• _TASK OBJECTIVE_
Write out exactly the lines from the one containing "Indicate the woman in" through the last line of the records below, including both.

• _DATA PROVIDED_
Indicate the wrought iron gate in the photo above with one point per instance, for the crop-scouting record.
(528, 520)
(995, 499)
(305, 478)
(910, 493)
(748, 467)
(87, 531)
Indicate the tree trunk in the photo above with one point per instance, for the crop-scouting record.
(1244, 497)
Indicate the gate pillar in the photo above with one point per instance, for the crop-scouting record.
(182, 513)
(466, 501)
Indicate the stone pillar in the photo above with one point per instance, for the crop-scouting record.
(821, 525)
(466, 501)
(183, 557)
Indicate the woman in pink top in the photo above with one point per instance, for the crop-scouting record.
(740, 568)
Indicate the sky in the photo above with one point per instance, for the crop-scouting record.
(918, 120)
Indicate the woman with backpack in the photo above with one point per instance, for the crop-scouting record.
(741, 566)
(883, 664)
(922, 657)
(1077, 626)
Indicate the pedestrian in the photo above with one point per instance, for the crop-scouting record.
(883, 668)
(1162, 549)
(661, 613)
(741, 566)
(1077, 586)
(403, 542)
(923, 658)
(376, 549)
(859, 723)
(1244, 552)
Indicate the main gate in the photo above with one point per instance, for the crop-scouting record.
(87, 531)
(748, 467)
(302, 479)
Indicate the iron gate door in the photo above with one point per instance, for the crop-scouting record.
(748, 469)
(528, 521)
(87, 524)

• _EXERCISE OUTPUT_
Indicate the woman in pink top in the photo above with one point per instance, for the crop-scouting record.
(740, 568)
Indicate the sky in the photo above with one point per instance, for the crop-scouting record.
(918, 120)
Indicate the woman with backpack in the photo above with one point per instance, for the crop-scouting record.
(741, 566)
(883, 664)
(922, 657)
(1077, 626)
Indicate the pedestrian in the photo above with one point per instance, for the crop-scouting record.
(883, 668)
(1162, 549)
(661, 613)
(741, 566)
(1077, 586)
(403, 542)
(923, 658)
(376, 549)
(859, 723)
(1244, 552)
Indicate the main gate in the photo above with one point per instance, for the crop-scouting record.
(87, 531)
(748, 467)
(302, 479)
Indicate the iron gate door in the photo above with one point per instance, for the crop-scouting record.
(748, 469)
(528, 521)
(87, 524)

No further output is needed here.